Task brief:
Repeat the full listing that follows, word for word.

* * * *

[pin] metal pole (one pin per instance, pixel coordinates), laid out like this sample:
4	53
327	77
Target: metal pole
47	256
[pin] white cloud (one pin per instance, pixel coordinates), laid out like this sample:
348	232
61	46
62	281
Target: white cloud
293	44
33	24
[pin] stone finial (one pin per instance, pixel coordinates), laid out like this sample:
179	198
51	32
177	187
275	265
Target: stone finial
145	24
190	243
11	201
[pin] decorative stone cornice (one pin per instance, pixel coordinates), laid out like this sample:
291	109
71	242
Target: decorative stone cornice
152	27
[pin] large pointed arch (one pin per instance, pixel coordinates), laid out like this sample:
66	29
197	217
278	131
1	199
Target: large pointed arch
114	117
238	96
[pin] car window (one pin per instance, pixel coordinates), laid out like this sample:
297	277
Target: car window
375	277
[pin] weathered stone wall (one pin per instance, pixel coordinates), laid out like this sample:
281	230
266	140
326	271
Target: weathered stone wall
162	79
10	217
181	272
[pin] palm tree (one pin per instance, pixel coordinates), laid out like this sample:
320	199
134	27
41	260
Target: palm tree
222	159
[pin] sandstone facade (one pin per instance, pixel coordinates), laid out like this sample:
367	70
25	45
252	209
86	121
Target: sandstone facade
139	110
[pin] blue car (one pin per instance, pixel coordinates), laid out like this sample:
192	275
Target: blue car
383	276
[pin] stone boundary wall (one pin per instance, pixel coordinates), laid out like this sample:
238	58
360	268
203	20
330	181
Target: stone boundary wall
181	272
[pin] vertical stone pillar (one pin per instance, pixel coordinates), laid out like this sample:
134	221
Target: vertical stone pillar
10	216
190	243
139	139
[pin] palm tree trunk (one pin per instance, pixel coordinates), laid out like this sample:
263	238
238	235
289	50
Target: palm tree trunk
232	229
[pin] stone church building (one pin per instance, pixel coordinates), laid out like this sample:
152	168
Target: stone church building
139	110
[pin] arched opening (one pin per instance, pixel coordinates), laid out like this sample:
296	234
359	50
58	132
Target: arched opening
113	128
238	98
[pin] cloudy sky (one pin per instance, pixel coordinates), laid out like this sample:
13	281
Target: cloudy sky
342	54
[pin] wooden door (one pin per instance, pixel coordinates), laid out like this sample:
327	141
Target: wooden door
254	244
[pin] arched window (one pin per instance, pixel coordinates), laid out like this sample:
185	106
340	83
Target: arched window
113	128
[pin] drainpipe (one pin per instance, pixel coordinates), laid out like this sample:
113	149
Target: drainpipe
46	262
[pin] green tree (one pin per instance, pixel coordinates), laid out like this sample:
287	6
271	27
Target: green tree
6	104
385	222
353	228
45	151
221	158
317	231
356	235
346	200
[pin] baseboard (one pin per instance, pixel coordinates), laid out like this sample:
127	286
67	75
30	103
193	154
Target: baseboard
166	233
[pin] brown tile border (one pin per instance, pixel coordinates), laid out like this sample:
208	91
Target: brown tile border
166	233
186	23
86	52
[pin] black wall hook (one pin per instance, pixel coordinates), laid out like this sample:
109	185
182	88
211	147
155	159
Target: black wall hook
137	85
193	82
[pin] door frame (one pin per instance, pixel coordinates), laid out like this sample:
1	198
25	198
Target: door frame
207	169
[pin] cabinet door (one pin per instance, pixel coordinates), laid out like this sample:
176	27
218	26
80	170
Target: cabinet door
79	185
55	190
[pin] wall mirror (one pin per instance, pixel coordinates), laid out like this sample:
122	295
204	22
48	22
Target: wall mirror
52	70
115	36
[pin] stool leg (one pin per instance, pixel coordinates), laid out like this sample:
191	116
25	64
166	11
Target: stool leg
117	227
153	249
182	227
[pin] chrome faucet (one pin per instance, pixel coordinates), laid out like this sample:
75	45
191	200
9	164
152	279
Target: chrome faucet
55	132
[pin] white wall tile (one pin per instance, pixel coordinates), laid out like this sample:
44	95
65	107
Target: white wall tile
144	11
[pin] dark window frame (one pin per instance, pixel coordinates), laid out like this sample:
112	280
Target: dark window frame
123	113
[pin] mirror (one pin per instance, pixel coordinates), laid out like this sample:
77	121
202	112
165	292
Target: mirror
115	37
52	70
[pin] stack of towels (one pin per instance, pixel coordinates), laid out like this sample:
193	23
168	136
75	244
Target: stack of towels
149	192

* * * *

Response area:
[pin] metal pole (one pin per instance, pixel coordinates), laid out like this sample:
4	53
327	77
Target: metal pole
47	256
[pin] white cloud (one pin per instance, pixel coordinates), laid out like this sample:
348	232
61	46
62	281
Target: white cloud
293	44
33	24
[pin] stone finial (one pin per instance, pixel coordinates), laid out like this sample:
179	198
51	32
177	187
275	265
Target: stone finial
145	24
190	243
11	201
[pin] decorative stone cornice (one pin per instance, pixel coordinates), laid out like this sample:
291	109
71	242
Target: decorative stone cornice
152	27
[pin] large pointed arch (one pin per instance, pixel coordinates), laid out like this sample:
66	29
197	217
278	131
1	199
Target: large pointed arch
114	117
238	96
[pin] car window (one pin per instance, pixel coordinates), laid out like this sample:
297	277
Target: car window
375	277
[pin] weathered stone wall (one pin per instance, pixel coordinates), laid out like this sample:
281	230
266	140
326	271
Target: weathered stone wall
162	79
10	217
181	272
[pin] palm tree (one pin per instance, pixel coordinates), laid out like this sample:
320	199
134	27
41	260
Target: palm tree
222	159
[pin] sandstone facade (one pin per instance, pixel coordinates), laid out like this sample:
367	70
25	45
252	209
86	121
Target: sandstone facade
139	110
[pin] blue car (one pin per instance, pixel coordinates), laid out like this sample:
192	275
Target: blue car
383	276
[pin] stone boundary wall (one pin per instance, pixel coordinates), laid out like this sample:
238	58
360	268
203	20
330	181
Target: stone boundary wall
181	272
[pin] vertical stone pillar (one pin per instance, pixel coordinates), laid out like this sample:
134	221
Target: vertical stone pillar
10	216
190	243
139	139
[pin] palm tree trunk (one pin per instance, pixel coordinates), laid out like this sample:
263	238
238	235
289	50
Target: palm tree trunk
232	229
[pin] stone church building (one pin per instance, pixel coordinates), laid out like this sample:
152	168
Target: stone church building
139	110
[pin] arched opening (one pin per instance, pixel coordinates), laid out like this sample:
296	234
359	50
58	132
Target: arched opening
113	128
238	98
[pin] cloudy sky (one pin per instance, pixel coordinates), laid out like this sample:
13	281
Target: cloudy sky
342	54
[pin] wooden door (one pin per instance, pixel coordinates), laid out like this sample:
327	141
Target: wooden door
254	244
[pin] arched window (one pin per instance, pixel coordinates), laid out like this sample:
185	106
340	83
Target: arched window
113	128
[pin] drainpipe (one pin per instance, pixel coordinates), laid out like this sample:
113	149
Target: drainpipe
46	262
[pin] green tree (one pin per instance, pixel coordinates), laid out like this sample:
287	6
271	27
Target: green tree
6	104
385	222
353	228
45	151
221	158
317	231
356	235
346	200
[pin] baseboard (one pin per instance, pixel coordinates), laid out like this sample:
127	286
67	75
30	103
193	154
Target: baseboard
166	233
[pin] brown tile border (one pin per instance, pixel coordinates), laid out like this sample:
208	91
Target: brown tile border
166	233
186	23
86	52
[pin] black wall hook (one pin per instance, pixel coordinates), laid out like this sample:
109	185
182	88
211	147
155	159
Target: black wall hook
137	85
193	82
[pin] door frame (one pin per instance, pixel coordinates), laid out like this sample:
1	198
25	198
Target: door frame
207	169
[pin] cabinet door (one pin per instance, pixel coordinates), laid out like this sample:
176	27
218	26
80	170
Target: cabinet door
79	185
55	190
[pin] wall mirror (one pin per instance, pixel coordinates), laid out like this sample:
122	295
204	22
48	22
Target: wall mirror
52	70
115	36
[pin] stool leg (one pin per instance, pixel coordinates), laid out like this sample:
191	116
25	64
166	11
Target: stool leg
117	227
153	249
182	227
[pin] chrome faucet (one pin per instance, pixel coordinates), laid out like this sample:
75	45
191	200
9	164
152	279
Target: chrome faucet
55	132
[pin] white wall tile (one pin per instance, pixel coordinates), laid out like this sample:
44	95
65	107
Target: white wall tile
144	11
[pin] dark window frame (one pin per instance, pixel coordinates), laid out like this sample:
112	280
Target: dark window frame
123	113
[pin] mirror (one pin per instance, pixel coordinates), laid out like this sample:
77	121
202	112
165	292
Target: mirror
115	37
52	70
[pin] stack of towels (one pin per instance, pixel coordinates), laid out like this sample:
193	23
168	136
75	244
Target: stack of towels
149	192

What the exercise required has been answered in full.